--- START ---
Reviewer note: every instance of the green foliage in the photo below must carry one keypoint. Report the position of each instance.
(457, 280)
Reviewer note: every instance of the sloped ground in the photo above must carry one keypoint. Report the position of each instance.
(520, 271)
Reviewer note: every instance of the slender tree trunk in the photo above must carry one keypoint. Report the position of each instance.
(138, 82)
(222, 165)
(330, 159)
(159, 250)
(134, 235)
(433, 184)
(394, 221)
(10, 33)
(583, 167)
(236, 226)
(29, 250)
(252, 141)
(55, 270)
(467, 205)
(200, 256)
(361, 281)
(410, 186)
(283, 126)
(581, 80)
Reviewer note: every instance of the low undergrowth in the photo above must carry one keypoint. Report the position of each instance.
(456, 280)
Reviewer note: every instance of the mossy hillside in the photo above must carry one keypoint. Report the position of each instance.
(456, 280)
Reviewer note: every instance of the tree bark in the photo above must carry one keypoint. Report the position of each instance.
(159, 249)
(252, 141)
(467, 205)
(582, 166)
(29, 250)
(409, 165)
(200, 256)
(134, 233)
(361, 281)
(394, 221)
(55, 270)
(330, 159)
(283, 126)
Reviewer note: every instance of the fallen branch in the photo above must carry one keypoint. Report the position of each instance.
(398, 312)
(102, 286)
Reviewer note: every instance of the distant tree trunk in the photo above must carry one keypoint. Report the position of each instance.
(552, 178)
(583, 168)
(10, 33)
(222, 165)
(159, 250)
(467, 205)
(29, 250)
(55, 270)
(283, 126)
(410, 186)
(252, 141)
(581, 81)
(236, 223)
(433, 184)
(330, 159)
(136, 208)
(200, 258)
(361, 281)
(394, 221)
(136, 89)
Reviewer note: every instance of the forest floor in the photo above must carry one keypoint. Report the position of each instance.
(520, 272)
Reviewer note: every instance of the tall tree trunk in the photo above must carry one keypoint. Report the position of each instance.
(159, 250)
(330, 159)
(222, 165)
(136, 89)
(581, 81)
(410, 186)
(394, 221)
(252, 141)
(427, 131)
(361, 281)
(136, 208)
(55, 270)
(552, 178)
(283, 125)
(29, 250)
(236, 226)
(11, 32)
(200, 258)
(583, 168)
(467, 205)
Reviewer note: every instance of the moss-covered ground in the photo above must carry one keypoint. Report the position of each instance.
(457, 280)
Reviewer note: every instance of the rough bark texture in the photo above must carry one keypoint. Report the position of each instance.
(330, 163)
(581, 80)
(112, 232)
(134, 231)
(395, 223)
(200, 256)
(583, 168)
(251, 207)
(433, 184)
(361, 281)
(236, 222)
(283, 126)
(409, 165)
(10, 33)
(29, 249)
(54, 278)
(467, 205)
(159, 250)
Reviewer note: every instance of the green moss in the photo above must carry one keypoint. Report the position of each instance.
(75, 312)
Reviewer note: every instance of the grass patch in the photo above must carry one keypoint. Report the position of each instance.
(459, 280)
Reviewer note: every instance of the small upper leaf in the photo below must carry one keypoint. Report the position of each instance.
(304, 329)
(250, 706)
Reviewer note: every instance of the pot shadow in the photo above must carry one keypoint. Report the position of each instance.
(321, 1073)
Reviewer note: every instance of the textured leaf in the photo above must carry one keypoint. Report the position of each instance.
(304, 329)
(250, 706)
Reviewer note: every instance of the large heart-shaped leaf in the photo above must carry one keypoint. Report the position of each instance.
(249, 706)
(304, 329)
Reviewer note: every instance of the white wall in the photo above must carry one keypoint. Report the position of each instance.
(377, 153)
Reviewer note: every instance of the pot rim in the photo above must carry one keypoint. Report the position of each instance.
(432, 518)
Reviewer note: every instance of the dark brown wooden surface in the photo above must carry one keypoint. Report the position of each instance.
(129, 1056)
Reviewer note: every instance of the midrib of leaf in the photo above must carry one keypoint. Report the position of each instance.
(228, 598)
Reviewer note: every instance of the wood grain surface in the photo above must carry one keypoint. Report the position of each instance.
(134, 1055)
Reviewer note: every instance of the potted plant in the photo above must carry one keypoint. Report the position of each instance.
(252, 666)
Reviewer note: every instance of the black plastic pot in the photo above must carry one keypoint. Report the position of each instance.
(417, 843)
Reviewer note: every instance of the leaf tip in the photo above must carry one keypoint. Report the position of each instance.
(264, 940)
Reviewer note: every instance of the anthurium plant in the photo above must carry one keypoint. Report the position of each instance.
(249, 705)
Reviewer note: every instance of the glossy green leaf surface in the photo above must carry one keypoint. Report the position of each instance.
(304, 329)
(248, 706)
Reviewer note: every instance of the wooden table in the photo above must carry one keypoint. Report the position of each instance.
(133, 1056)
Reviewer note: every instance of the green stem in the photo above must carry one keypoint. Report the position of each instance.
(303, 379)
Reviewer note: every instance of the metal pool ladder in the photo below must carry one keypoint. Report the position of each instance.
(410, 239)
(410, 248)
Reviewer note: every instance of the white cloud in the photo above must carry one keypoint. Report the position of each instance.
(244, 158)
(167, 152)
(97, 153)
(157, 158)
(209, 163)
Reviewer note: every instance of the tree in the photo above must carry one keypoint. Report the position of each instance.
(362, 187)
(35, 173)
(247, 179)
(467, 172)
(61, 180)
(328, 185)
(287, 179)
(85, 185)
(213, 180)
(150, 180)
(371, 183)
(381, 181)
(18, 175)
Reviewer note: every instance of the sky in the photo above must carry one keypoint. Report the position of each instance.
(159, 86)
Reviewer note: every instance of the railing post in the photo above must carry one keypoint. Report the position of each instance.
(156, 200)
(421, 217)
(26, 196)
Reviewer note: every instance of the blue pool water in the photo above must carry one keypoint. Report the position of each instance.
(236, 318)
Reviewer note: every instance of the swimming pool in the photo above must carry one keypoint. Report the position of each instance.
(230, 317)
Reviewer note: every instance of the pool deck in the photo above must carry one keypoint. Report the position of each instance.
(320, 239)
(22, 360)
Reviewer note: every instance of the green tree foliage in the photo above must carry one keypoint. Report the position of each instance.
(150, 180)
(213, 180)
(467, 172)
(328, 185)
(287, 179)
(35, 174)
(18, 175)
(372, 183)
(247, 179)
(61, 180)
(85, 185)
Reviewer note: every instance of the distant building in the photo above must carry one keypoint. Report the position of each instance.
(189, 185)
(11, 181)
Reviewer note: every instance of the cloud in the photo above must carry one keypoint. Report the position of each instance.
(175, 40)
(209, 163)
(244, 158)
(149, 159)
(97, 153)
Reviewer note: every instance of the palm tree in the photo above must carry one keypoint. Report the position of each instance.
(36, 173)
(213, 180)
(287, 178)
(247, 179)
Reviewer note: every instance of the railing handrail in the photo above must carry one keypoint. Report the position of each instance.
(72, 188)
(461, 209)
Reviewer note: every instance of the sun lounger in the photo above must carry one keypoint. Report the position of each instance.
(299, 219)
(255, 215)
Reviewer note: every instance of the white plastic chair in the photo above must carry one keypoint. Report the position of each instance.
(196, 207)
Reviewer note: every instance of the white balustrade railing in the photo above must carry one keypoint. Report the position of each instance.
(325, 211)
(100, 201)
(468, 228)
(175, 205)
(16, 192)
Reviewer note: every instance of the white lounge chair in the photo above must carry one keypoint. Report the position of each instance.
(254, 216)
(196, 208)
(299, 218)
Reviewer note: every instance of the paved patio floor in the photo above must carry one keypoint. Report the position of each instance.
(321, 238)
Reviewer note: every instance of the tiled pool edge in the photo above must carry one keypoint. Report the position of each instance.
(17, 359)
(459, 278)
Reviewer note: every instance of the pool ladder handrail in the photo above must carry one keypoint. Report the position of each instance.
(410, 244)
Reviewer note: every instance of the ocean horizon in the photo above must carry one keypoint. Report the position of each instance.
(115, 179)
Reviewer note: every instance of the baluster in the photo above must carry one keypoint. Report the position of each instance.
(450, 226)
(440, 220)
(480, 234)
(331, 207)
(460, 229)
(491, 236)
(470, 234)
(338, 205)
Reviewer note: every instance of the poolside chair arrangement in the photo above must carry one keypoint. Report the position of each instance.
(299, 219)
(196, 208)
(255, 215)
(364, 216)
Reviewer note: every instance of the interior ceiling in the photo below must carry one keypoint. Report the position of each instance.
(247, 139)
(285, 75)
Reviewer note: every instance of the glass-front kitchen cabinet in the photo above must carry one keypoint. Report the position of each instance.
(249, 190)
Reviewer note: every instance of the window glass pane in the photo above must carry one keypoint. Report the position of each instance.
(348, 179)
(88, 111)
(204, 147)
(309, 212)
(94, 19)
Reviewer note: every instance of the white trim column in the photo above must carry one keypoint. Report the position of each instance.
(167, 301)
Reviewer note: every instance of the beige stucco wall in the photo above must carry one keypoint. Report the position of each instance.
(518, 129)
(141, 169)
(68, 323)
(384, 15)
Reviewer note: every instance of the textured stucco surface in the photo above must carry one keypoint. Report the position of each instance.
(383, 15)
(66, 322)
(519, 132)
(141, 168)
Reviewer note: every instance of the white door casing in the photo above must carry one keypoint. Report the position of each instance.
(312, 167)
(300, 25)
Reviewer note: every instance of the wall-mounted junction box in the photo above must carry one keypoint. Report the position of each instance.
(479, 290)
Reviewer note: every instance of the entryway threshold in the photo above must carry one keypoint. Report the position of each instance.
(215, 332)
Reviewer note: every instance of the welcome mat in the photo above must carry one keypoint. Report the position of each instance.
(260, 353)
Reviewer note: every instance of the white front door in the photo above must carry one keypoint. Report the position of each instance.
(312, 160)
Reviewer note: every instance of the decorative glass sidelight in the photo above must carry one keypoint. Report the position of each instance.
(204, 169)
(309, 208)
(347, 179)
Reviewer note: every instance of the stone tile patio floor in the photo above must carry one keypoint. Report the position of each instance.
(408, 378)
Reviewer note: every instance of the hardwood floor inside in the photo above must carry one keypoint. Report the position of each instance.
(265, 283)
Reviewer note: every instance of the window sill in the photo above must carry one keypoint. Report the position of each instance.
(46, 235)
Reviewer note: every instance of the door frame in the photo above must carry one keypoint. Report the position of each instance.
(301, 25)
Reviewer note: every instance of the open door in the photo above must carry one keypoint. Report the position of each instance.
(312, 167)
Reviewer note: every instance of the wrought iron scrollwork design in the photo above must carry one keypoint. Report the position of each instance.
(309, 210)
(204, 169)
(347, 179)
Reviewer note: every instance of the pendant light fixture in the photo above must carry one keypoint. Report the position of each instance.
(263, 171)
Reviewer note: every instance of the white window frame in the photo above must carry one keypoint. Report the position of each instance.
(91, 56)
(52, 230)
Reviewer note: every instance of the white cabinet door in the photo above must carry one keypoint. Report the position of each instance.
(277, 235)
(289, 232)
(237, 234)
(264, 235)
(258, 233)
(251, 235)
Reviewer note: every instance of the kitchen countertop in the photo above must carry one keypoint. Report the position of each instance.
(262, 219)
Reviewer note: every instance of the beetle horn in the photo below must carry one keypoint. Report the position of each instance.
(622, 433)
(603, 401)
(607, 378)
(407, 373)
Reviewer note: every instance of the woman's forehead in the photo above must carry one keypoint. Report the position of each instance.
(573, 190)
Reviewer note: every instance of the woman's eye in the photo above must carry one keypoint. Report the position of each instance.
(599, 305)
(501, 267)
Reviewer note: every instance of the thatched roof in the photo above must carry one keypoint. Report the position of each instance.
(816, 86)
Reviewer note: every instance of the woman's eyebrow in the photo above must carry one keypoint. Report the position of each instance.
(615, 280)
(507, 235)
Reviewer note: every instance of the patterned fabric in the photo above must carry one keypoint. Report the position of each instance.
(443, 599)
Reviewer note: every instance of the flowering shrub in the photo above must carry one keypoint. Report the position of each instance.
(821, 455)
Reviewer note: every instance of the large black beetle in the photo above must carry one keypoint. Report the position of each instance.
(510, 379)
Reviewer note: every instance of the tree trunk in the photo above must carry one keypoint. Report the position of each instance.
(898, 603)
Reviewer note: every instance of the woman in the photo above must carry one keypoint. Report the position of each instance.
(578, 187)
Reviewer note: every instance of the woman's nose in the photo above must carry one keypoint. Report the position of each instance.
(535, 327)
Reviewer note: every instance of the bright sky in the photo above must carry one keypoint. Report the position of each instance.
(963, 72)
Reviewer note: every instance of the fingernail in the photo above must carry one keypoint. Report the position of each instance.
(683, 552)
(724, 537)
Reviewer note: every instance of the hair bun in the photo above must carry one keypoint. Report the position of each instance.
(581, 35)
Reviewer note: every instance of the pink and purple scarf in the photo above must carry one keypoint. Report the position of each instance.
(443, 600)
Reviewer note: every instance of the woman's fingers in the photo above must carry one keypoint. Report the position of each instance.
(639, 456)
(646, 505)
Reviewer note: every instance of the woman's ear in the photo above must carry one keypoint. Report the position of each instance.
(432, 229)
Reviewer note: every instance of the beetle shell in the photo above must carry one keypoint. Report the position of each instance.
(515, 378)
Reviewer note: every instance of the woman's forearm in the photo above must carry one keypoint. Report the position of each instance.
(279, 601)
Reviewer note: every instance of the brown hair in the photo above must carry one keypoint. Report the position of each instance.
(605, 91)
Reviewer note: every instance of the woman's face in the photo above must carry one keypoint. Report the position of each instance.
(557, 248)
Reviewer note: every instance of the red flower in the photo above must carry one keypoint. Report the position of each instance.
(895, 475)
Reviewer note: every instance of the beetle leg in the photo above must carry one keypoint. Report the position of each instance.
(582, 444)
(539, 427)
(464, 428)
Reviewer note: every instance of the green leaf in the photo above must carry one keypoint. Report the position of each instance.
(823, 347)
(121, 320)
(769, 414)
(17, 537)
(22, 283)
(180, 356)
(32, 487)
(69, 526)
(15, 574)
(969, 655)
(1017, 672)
--- END ---
### What the exercise asks
What you copy should begin at the line with "Reviewer note: every instance of the woman's ear" and end at the final line of the listing, each line exactly as it is.

### Result for this exercise
Reviewer note: every instance of the woman's ear in the photo above must carry one keypoint. Report the position of each instance.
(432, 229)
Reviewer note: every instance of the beetle shell in the photo above must carry one keypoint. Report the position of each instance.
(515, 378)
Reviewer note: every instance of the woman's forearm in the photo above must carry one keypoint. Report the position of each instance.
(279, 601)
Reviewer note: every instance of the brown hair in the photo above must carry one keypoint. Report the position of each instance.
(605, 91)
Reviewer note: every instance of the woman's face in the photo above must carry one keypoint. Report the position of each instance.
(557, 248)
Reviewer note: every instance of the red flower in the photo above must carry one keypoint. Report the position of each instance.
(895, 475)
Reviewer note: every instance of the beetle leg in the photo above must carry one keypoint. Report the position of each instance.
(582, 444)
(539, 427)
(464, 428)
Reviewer note: every instance of the green leaf in the photo above must carry one keypoint. Report the position of each instance.
(823, 347)
(121, 320)
(769, 414)
(17, 537)
(22, 283)
(180, 356)
(32, 487)
(69, 526)
(15, 574)
(969, 655)
(1017, 672)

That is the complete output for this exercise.